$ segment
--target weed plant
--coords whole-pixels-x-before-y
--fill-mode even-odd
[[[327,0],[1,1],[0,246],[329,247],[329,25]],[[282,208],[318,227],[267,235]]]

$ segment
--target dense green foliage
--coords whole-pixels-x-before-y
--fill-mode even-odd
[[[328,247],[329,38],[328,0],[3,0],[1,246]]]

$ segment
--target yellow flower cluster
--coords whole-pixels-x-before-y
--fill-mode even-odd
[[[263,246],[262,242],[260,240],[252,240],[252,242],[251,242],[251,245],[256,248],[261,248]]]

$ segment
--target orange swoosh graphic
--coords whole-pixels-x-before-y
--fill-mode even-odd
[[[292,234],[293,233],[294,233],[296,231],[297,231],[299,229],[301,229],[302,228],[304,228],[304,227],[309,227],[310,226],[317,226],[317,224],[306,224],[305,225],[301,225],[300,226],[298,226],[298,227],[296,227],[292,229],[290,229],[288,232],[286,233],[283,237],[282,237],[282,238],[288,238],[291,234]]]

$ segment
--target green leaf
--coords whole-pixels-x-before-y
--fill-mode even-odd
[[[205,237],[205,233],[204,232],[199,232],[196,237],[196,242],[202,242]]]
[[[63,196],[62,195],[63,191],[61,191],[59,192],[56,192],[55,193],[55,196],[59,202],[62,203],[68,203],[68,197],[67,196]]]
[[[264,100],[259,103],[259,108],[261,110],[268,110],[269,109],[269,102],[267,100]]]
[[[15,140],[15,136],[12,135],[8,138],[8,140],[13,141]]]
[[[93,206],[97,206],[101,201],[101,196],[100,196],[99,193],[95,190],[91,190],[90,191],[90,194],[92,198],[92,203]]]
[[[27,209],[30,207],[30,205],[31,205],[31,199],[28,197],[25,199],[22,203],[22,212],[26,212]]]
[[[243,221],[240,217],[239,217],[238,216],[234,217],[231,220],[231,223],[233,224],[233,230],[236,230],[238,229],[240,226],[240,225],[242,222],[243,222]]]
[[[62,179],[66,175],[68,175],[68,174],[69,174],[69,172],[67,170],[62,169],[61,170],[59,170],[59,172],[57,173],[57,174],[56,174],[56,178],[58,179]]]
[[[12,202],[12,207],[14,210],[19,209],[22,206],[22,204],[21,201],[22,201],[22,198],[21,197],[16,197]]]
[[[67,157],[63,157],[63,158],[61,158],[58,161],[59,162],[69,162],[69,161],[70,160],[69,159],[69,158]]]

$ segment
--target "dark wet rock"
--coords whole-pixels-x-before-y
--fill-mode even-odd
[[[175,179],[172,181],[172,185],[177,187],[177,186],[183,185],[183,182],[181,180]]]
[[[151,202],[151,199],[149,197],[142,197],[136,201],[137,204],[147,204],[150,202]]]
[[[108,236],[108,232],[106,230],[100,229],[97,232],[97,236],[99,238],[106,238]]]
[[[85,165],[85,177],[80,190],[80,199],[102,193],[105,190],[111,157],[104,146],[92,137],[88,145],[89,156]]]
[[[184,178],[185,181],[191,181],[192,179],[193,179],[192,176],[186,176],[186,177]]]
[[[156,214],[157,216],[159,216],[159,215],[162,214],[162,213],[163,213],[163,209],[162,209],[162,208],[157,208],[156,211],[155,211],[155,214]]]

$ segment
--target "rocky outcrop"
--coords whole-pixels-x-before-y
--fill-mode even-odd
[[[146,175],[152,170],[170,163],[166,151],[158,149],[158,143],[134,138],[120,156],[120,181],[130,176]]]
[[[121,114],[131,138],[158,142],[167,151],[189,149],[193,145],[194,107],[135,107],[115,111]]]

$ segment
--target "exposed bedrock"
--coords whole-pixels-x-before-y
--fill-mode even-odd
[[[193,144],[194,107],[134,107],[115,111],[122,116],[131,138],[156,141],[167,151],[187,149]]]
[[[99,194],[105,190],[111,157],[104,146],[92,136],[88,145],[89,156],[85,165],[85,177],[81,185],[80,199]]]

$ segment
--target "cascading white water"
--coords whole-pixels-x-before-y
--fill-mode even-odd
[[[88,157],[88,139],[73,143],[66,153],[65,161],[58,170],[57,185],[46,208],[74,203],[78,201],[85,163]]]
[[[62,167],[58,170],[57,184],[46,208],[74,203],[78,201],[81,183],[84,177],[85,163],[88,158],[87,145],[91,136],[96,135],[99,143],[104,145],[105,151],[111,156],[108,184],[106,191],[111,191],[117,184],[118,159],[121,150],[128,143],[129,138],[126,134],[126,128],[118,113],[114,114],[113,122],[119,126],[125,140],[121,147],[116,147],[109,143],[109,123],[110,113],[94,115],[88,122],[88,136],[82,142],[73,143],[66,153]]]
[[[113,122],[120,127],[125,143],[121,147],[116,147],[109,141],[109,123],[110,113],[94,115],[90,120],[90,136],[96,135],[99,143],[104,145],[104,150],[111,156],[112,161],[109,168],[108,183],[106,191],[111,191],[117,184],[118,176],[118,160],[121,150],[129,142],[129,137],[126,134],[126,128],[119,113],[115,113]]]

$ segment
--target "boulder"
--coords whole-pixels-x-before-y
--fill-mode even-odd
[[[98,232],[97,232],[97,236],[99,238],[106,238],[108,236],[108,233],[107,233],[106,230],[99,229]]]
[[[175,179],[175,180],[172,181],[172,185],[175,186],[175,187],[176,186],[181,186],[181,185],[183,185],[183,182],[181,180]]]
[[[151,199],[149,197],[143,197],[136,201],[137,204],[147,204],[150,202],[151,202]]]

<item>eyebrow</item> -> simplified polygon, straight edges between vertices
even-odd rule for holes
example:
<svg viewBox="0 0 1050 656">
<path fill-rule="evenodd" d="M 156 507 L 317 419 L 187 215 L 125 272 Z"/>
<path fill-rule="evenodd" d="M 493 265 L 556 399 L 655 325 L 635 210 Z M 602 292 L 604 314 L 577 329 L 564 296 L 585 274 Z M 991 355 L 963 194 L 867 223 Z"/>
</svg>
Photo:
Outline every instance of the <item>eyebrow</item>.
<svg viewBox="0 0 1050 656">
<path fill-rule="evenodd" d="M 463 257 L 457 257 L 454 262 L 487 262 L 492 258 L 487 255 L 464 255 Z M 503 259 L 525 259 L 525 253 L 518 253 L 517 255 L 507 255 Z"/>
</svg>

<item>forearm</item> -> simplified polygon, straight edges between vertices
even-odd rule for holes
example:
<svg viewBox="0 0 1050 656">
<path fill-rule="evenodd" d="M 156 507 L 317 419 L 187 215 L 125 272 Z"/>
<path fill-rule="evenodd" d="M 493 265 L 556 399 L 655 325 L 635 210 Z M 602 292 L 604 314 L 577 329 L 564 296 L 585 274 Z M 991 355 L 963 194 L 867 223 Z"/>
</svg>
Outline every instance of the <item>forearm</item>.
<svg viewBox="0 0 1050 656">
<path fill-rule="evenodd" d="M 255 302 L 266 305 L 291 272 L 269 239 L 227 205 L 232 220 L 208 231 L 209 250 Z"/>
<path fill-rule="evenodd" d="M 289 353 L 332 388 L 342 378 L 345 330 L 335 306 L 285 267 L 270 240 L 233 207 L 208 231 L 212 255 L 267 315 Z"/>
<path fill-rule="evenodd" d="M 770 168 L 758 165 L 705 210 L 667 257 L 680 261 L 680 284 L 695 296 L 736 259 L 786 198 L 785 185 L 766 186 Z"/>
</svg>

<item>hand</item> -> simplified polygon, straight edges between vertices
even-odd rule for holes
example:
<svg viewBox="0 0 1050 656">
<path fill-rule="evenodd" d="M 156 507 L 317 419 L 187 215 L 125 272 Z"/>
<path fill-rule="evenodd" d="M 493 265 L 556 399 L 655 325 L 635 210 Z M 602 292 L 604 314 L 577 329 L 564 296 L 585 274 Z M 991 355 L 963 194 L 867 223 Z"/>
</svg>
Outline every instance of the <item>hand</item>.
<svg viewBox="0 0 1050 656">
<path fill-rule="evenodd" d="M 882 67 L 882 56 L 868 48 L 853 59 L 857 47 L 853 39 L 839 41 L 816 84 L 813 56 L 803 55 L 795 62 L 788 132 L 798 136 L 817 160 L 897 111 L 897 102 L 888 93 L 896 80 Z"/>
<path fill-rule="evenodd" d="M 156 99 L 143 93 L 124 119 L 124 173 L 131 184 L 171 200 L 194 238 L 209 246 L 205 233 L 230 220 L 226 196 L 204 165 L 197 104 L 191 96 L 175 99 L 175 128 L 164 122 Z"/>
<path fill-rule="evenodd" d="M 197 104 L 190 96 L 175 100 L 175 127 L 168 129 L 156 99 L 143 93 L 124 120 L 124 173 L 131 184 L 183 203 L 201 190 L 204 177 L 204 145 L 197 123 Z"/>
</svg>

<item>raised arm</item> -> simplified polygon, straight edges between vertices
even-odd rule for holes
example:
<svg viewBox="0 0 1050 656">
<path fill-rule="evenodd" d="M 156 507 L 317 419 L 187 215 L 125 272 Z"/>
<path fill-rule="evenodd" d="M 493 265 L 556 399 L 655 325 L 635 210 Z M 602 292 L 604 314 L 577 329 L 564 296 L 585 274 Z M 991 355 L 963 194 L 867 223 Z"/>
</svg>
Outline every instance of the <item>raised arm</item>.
+++++
=== Task ===
Copy the lines above verbatim, everything from the line containing "<item>hand</item> -> simplified" down to the line containing "Outline every instance of the <item>hand</item>.", with both of those lines included.

=== Written response ===
<item>hand</item> -> simplified polygon, straight edges between vertices
even-odd rule for holes
example:
<svg viewBox="0 0 1050 656">
<path fill-rule="evenodd" d="M 156 507 L 317 419 L 187 215 L 125 272 Z"/>
<path fill-rule="evenodd" d="M 493 265 L 556 399 L 655 325 L 635 210 Z M 602 292 L 604 314 L 577 329 L 564 296 L 585 274 Z M 991 355 L 963 194 L 867 223 Z"/>
</svg>
Outline every instance of the <item>hand</item>.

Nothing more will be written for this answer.